╭─ Seção de dados

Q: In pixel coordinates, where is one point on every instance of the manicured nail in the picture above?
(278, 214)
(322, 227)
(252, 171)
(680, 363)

╰─

• O que se pede:
Reescreva os dados acima como uma tabela em Markdown com as colunas "n" e "Linha", numerando cada linha e deixando de fora as linhas em branco.

• Resultado:
| n | Linha |
|---|---|
| 1 | Q: In pixel coordinates, where is one point on every instance of the manicured nail in the picture above? |
| 2 | (278, 214) |
| 3 | (322, 227) |
| 4 | (252, 171) |
| 5 | (680, 363) |